Published January 25, 2019
Last updated March 10, 2019

UPDATE: Some great discussion about this post taught me how these ideas have been explored in dynamic languages before under some other names: conditions.

The most notable language with a condition system is Common Lisp, which popularized the term.

In Clojure, there's a library called Special which is a port of these ideas. It has some gotchas: your conditions code must be eager, and does not support resumeability like this blog post talks about.

Just goes to show, there's never anything new under the sun! 😁


Algebraic effects and handlers provide a modular abstraction for expressing effectful computation, allowing the programmer to separate the expression of an effectful computation from its implementation.

Effective Concurrency with Algebraic Effects

Algebraic effects are a way of executing an operation in code that lets the surrounding context define how it should be performed. Effects can be used to model many different kinds of things in our programs, from control-flow to mutability and async operations.

Effect systems have been an active area of research since 2003. The most popular implementations live in an extension to OCaml and the Eff language. As a research topic, the main interest is in the ability to model side effects in a sufficiently advanced static type system. However, I think that there could be a lot of value in a formalized pattern of this kind of controlled indirection in dynamic languages.

In fact, there are many parts of Clojure that we use every day that bear striking similarities to aspects of algebraic effects. In this post, I'd like to try and reimagine how a effects could be used to implement each one.

Data for analysis ->

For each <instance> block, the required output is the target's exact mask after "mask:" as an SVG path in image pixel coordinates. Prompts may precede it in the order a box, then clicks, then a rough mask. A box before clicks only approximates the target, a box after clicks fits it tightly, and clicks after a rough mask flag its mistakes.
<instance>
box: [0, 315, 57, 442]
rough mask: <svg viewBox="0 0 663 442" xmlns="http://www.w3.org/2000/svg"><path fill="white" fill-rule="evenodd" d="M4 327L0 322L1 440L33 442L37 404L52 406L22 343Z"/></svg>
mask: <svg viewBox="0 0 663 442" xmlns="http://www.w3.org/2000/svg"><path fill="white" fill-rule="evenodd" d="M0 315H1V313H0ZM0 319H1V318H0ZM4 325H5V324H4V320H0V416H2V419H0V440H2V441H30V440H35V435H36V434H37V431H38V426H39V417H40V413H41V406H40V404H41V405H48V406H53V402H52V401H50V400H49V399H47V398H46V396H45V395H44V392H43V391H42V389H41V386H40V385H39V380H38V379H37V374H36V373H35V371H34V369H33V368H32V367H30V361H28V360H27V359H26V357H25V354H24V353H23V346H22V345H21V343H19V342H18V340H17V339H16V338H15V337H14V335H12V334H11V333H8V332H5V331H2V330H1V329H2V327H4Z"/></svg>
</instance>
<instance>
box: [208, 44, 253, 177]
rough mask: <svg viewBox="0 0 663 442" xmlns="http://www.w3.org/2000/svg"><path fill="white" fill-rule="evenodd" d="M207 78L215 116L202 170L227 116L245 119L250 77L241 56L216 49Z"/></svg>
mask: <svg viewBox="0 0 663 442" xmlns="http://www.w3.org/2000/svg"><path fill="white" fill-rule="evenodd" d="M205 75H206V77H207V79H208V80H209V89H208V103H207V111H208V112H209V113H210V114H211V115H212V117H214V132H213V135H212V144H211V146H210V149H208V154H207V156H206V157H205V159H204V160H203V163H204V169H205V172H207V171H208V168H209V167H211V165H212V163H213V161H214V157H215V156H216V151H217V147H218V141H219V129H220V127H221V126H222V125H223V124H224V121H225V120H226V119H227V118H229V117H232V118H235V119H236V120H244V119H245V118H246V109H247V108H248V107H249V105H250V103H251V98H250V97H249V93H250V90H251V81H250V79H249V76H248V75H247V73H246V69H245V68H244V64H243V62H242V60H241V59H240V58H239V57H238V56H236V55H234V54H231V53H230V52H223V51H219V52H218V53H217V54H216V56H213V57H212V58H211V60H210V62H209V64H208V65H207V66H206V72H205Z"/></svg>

Activity ->
Using the passage on algebraic effects, answer these:
(a) Which language popularized the term "conditions"?
(b) What is the name of the Clojure library that ports these ideas?
(c) Since what year have effect systems been an active area of research?
The records were drawn from a separate source.

Response area ->
(a) Common Lisp
(b) Special
(c) 2003